Extracted entries:
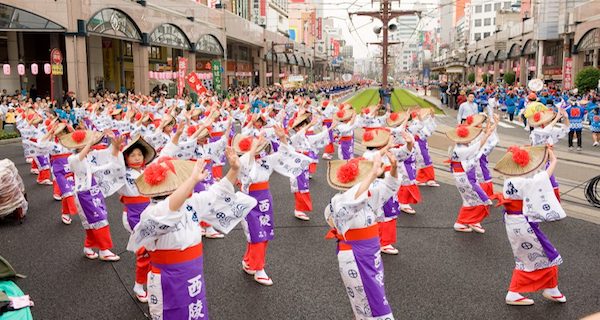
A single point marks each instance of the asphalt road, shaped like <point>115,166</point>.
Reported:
<point>439,274</point>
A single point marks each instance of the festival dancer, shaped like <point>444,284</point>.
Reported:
<point>422,128</point>
<point>353,217</point>
<point>137,155</point>
<point>547,131</point>
<point>257,167</point>
<point>308,145</point>
<point>379,141</point>
<point>169,230</point>
<point>536,259</point>
<point>88,166</point>
<point>463,162</point>
<point>345,131</point>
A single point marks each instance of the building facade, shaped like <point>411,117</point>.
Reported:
<point>123,45</point>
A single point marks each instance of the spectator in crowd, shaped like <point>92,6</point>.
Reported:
<point>467,109</point>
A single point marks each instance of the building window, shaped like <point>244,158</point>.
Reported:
<point>155,53</point>
<point>128,52</point>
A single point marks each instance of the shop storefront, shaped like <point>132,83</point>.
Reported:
<point>26,40</point>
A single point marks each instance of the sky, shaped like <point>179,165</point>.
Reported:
<point>338,10</point>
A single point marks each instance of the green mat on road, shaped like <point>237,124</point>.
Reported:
<point>402,100</point>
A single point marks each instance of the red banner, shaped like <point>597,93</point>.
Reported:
<point>182,62</point>
<point>195,83</point>
<point>568,74</point>
<point>320,28</point>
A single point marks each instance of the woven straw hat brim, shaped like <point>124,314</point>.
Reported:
<point>348,113</point>
<point>183,170</point>
<point>478,120</point>
<point>380,139</point>
<point>90,135</point>
<point>364,167</point>
<point>538,156</point>
<point>236,141</point>
<point>300,119</point>
<point>546,117</point>
<point>394,123</point>
<point>59,128</point>
<point>473,133</point>
<point>139,142</point>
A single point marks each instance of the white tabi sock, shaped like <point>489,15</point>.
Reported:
<point>553,292</point>
<point>513,296</point>
<point>138,288</point>
<point>105,253</point>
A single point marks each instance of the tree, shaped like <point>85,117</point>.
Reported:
<point>587,79</point>
<point>510,77</point>
<point>471,77</point>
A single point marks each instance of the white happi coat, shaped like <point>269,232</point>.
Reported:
<point>528,252</point>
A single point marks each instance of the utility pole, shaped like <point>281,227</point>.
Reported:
<point>386,14</point>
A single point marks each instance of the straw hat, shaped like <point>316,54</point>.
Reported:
<point>243,143</point>
<point>299,119</point>
<point>395,119</point>
<point>147,149</point>
<point>520,161</point>
<point>80,138</point>
<point>476,120</point>
<point>343,114</point>
<point>541,118</point>
<point>463,134</point>
<point>343,175</point>
<point>376,138</point>
<point>163,177</point>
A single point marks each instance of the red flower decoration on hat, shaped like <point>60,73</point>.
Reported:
<point>191,130</point>
<point>520,156</point>
<point>78,136</point>
<point>462,131</point>
<point>470,120</point>
<point>348,172</point>
<point>245,144</point>
<point>157,172</point>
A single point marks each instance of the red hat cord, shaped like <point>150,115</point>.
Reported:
<point>520,156</point>
<point>245,144</point>
<point>462,131</point>
<point>470,119</point>
<point>157,172</point>
<point>191,130</point>
<point>78,136</point>
<point>348,172</point>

Instructions to follow: Copy each line exactly, and leave the pictures out of your copy.

Full answer:
A single point marks each instance of the asphalt road, shaped like <point>115,166</point>.
Reported:
<point>439,274</point>
A single point marks each instance of the festival dancer, shaped like <point>444,284</point>.
Reported:
<point>422,128</point>
<point>353,217</point>
<point>137,155</point>
<point>547,131</point>
<point>257,167</point>
<point>308,145</point>
<point>379,141</point>
<point>169,230</point>
<point>536,259</point>
<point>88,166</point>
<point>463,162</point>
<point>345,131</point>
A single point marks each instance of the building facade, shaped like <point>411,117</point>.
Reported:
<point>123,45</point>
A single point marks each instance of the spectator in crowd, shaped like <point>92,6</point>.
Reported:
<point>467,109</point>
A single point marks each instance of the building window, shaped like <point>244,158</point>.
Reported:
<point>155,53</point>
<point>128,52</point>
A single point marks each instance of the shop storefront, shaped like <point>132,83</point>.
Reported:
<point>26,40</point>
A single point marks each instance of the sky, shaped like <point>179,165</point>.
Reported:
<point>338,10</point>
A single point marks each instance of the green mat on road, shaped like <point>237,124</point>.
Reported:
<point>402,100</point>
A single point marks each instance of the red banner, shaped like <point>597,93</point>.
Reported:
<point>182,62</point>
<point>195,83</point>
<point>568,74</point>
<point>320,28</point>
A single point marks each instance of the woven straw hat brim, shaped like <point>124,314</point>.
Reported:
<point>348,113</point>
<point>183,170</point>
<point>478,120</point>
<point>380,139</point>
<point>90,135</point>
<point>364,167</point>
<point>538,156</point>
<point>236,141</point>
<point>300,119</point>
<point>546,117</point>
<point>394,123</point>
<point>59,128</point>
<point>473,133</point>
<point>139,142</point>
A single point marks each instance of the white tabi sock, shaped like <point>489,15</point>.
Reported:
<point>553,292</point>
<point>513,296</point>
<point>138,288</point>
<point>105,253</point>
A single point marks each instance of the tree, shaped like <point>85,117</point>.
Reported:
<point>587,79</point>
<point>510,77</point>
<point>471,77</point>
A single point marks each instance of the white happi coat, shaped like <point>269,232</point>.
Reported:
<point>528,252</point>
A single point marks each instance of the utility pole, shaped like <point>281,227</point>.
Reported:
<point>386,14</point>
A single point marks each instance of the straw hat, shaped like <point>316,54</point>.
Reported:
<point>243,143</point>
<point>299,119</point>
<point>395,119</point>
<point>147,149</point>
<point>520,161</point>
<point>80,138</point>
<point>476,120</point>
<point>343,114</point>
<point>541,118</point>
<point>463,134</point>
<point>343,175</point>
<point>376,138</point>
<point>163,177</point>
A single point marks each instance of the red flower decoration on hat, shaped like <point>60,73</point>.
Reported:
<point>191,130</point>
<point>520,156</point>
<point>78,136</point>
<point>462,131</point>
<point>470,120</point>
<point>348,172</point>
<point>245,144</point>
<point>157,172</point>
A single point marks each instance of the red hat cord, shaped like <point>150,115</point>.
Reported:
<point>520,156</point>
<point>245,144</point>
<point>462,131</point>
<point>470,119</point>
<point>157,172</point>
<point>191,130</point>
<point>78,136</point>
<point>348,172</point>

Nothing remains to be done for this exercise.